College Programs Turn To Alumni Working In Pro Baseball
Chip Hale and Willie Bloomquist had a lot in common this offseason.
Both took high-profile head coaching jobs at their alma maters, Hale at Arizona and Bloomquist Arizona State. Both arrived at those jobs with their experience coming exclusively in professional baseball.
Hale was hired straight off the Tigers’ major league field staff, where he was third base coach in 2021. He previously served as a big league coach with the Mets, Athletics and Nationals, and he managed the D-backs in 2015 and 2016.
Bloomquist’s experience comes in the front office. After retiring as a player in 2016, he spent five years as a special assistant to D-backs president and CEO Derrick Hall.
This makes Hale and Bloomquist part of a larger trend in college baseball in recent years. College coaching jobs are increasingly being filled by coaches with very little other than pro baseball on their résumés.
Just this offseason, Houston Baptist hired Lance Berkman, who spent a year at Division III St. Thomas in Houston after coaching high school baseball in the city for several years; and Rice hired alumnus Jose Cruz Jr., who was on the Tigers’ major league staff with Hale.
In 2019, Oregon State hired program alum Mitch Canham, who at the time was a rising star in minor league coaching circles; and Wichita State hired alumnus Eric Wedge, a former MLB manager with stops in Cleveland and Seattle.
What Hale and Bloomquist also have in common is that neither is someone who has been interested previously in college coaching openings. Bloomquist admits that his interest in taking on something new like this began and ended with being at Arizona State at this moment in time.
“I wouldn’t have gone anywhere else,” Bloomquist said. “I wasn’t seeking this out. They sought me out from that standpoint. I wouldn’t have done another college job. I wouldn’t have done, really, another professional job, to be honest.”

MATERIAL FOR THE TASK:
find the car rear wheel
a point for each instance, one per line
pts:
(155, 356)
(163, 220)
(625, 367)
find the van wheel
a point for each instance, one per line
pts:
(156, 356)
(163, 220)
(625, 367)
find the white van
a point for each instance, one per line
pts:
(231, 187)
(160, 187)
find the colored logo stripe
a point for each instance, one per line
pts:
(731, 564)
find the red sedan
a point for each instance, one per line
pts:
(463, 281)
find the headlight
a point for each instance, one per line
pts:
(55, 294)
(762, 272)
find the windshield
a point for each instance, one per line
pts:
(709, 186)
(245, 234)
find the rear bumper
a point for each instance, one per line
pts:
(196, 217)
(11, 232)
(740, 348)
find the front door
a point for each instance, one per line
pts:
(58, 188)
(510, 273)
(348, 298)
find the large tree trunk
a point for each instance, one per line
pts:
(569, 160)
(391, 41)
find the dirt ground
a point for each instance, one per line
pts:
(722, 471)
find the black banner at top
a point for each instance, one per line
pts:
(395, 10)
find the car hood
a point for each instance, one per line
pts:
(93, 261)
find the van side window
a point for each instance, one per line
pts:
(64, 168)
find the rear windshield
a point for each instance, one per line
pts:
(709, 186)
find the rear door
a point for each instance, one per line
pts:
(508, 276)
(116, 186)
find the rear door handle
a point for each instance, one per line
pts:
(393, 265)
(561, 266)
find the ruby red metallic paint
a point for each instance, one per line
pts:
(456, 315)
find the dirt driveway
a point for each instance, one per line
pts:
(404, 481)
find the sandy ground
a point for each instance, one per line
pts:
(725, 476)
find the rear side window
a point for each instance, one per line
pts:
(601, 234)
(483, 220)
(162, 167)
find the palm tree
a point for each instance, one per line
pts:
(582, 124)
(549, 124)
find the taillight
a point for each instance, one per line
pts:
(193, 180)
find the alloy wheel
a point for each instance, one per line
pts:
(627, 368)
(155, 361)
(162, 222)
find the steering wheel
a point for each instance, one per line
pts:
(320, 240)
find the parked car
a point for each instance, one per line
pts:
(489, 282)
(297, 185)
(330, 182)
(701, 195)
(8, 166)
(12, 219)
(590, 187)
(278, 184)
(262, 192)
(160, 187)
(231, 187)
---
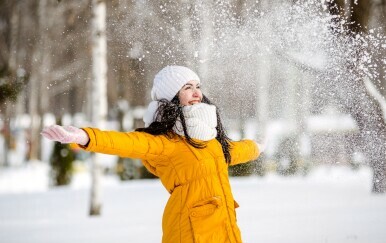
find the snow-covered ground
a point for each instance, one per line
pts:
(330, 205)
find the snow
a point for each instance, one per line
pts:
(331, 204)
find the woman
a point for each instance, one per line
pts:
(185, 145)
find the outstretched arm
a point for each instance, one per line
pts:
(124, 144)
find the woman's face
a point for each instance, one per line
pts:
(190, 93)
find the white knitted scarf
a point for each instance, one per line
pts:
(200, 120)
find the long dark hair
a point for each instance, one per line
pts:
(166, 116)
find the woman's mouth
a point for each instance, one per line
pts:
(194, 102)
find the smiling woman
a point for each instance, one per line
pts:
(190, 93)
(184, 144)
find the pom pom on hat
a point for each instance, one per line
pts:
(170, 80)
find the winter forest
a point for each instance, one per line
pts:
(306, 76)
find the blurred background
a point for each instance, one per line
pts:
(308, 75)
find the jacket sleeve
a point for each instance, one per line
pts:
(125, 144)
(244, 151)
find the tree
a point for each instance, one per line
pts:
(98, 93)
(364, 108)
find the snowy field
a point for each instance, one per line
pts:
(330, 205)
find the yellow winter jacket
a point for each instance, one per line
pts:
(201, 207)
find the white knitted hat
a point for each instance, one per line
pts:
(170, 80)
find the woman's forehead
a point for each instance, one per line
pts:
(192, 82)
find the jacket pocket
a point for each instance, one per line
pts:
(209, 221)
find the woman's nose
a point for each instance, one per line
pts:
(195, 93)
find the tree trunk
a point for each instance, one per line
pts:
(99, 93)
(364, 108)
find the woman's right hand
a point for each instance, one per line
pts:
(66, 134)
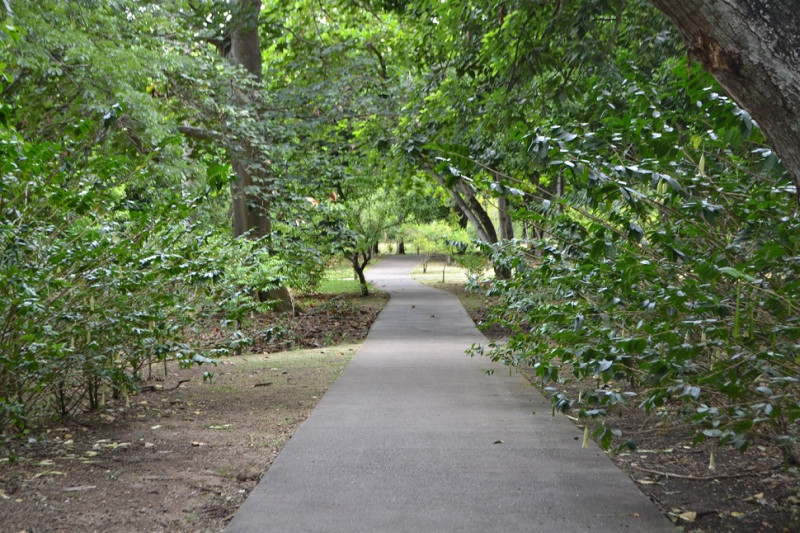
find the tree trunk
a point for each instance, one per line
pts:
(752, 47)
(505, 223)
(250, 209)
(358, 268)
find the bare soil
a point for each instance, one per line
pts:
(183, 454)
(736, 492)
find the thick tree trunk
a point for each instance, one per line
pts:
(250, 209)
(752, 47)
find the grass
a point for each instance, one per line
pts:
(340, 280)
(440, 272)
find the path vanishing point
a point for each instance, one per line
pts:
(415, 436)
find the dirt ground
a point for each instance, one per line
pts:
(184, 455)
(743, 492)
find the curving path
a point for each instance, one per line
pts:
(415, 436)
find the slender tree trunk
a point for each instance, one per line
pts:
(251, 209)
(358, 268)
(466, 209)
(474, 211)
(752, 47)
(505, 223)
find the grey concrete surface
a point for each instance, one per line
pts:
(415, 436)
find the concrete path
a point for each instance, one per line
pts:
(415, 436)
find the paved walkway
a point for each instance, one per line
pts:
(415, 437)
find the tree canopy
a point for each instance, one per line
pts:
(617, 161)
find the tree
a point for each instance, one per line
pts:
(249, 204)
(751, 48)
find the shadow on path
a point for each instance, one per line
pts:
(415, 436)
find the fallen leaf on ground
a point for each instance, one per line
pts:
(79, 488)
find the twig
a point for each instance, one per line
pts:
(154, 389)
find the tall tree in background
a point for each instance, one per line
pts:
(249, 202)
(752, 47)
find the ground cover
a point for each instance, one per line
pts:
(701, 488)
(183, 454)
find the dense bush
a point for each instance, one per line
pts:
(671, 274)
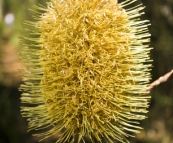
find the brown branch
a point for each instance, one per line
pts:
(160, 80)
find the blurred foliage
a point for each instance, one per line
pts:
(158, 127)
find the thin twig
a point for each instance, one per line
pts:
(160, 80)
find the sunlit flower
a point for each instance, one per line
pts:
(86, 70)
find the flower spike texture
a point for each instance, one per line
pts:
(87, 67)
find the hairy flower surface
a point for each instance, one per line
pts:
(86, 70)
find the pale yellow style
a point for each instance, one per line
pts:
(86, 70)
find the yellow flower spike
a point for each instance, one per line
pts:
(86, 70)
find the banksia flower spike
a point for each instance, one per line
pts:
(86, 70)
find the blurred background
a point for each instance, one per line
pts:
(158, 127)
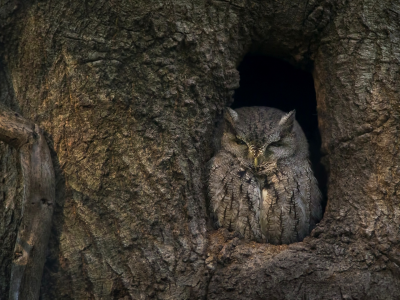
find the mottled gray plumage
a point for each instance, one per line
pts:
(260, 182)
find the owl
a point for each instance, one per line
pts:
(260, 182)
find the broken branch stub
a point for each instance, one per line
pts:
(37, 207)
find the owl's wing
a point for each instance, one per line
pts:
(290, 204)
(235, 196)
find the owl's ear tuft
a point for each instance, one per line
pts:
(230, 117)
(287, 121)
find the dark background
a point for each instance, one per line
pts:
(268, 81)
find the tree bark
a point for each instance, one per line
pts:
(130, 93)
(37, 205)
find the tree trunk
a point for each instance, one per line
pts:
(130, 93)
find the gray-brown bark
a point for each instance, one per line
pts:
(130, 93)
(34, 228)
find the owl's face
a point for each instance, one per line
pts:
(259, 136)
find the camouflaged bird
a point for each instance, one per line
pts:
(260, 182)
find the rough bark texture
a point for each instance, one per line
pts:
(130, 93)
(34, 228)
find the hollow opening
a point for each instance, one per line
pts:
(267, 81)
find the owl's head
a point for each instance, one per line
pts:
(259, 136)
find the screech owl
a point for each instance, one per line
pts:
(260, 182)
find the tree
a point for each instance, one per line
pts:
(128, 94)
--
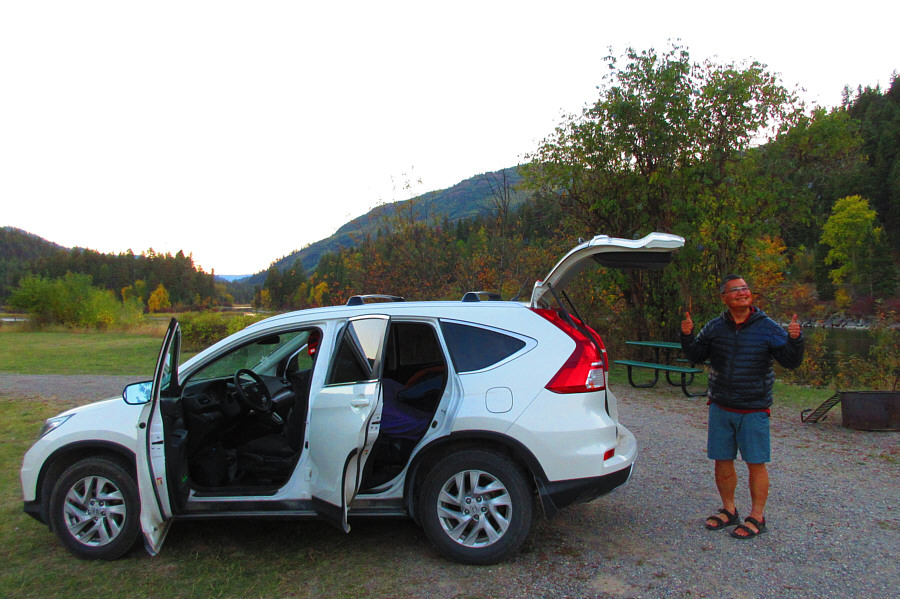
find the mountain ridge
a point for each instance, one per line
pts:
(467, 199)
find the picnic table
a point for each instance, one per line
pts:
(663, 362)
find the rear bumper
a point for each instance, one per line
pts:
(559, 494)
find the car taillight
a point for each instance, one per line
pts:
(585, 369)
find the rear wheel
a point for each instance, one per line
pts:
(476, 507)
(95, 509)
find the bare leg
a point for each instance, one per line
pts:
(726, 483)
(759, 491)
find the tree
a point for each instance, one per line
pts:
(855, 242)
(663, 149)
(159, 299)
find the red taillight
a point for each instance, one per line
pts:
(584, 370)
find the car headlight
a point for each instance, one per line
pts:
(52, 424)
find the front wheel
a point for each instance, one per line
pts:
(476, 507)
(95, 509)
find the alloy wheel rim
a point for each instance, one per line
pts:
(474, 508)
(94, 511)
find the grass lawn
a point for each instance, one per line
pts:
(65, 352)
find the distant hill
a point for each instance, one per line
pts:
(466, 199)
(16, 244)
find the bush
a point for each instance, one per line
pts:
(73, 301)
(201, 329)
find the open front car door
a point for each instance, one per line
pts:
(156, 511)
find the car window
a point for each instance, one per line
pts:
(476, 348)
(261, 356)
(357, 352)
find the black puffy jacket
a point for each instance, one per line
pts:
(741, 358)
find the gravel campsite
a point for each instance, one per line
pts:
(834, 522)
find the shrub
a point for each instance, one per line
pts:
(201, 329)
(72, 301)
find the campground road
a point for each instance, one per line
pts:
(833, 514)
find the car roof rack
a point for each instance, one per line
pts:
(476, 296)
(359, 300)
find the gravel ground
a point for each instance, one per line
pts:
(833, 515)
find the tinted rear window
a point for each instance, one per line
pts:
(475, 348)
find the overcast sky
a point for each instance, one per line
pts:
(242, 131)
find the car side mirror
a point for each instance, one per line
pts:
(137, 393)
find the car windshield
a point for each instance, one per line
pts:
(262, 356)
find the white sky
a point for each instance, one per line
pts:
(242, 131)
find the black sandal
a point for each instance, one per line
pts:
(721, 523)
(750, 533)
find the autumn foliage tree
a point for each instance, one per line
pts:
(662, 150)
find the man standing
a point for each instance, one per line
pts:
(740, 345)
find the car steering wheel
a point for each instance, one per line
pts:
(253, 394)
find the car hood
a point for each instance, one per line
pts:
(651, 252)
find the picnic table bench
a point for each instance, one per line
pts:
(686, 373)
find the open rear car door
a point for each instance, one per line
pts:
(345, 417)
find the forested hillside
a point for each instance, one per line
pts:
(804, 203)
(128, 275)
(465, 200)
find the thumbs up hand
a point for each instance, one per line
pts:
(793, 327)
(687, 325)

STATED PROBLEM A: Which lines of the listing contain the word "front"? Pick out each one and copy it.
STATED PROBLEM B: Can you write the next part of the article on college baseball coaching hires, picking up after its final paragraph?
The article on college baseball coaching hires and the listing are unrelated to each other.

TASK ANSWER A:
find the front door
find the front wheel
find the open front car door

TASK ANSWER B:
The coaches who have jumped into college baseball without college coaching experience have seen spotty success—at best—even if Canham and Wedge, in particular, have shown positive signs so far in their short tenures.
The late Tony Gwynn helped develop Stephen Strasburg but ultimately led San Diego State to just three regionals in 12 seasons. Chad Kreuter took Southern California to zero regionals in four seasons. In six seasons at UC Riverside, Troy Percival led his team to just one .500 season in Big West play. Ed Sprague and Ryan Garko failed to take Pacific to the postseason in 14 combined seasons at the helm.
The biggest successes in this realm include Darin Erstad, who, like Gwynn at SDSU, took over at Nebraska after one season as a volunteer assistant. He steadied the program after a downturn and led the Huskers to four regionals in eight seasons. Former big leaguer Steve Bieser went from a St. Louis high school coach to the head coach at Southeast Missouri State. He led the Redhawks to three conference regular-season championships in four seasons before he took the job at Missouri.
But none of those aforementioned coaches, save for Kreuter at USC, was coaching in a place with the history and expectations of Arizona and Arizona State, and that makes them rare cases.
As Hale and Bloomquist head toward their first seasons at the helm, neither is shy about admitting that there are parts of these jobs that they aren’t familiar with. Chief among those unknowns is recruiting, which is increasingly accepted as the lifeblood of a college program. But it’s far from the only thing.
“A lot of the recruiting, learning that part,” Hale said in the fall of what aspects of the job had been an adjustment to that point. “The limitations on time and making sure that we’re on and off the field at the right times—and what I have to turn in if I go to dinner with somebody. There’s a lot of things that you’ve got to really watch and be careful.”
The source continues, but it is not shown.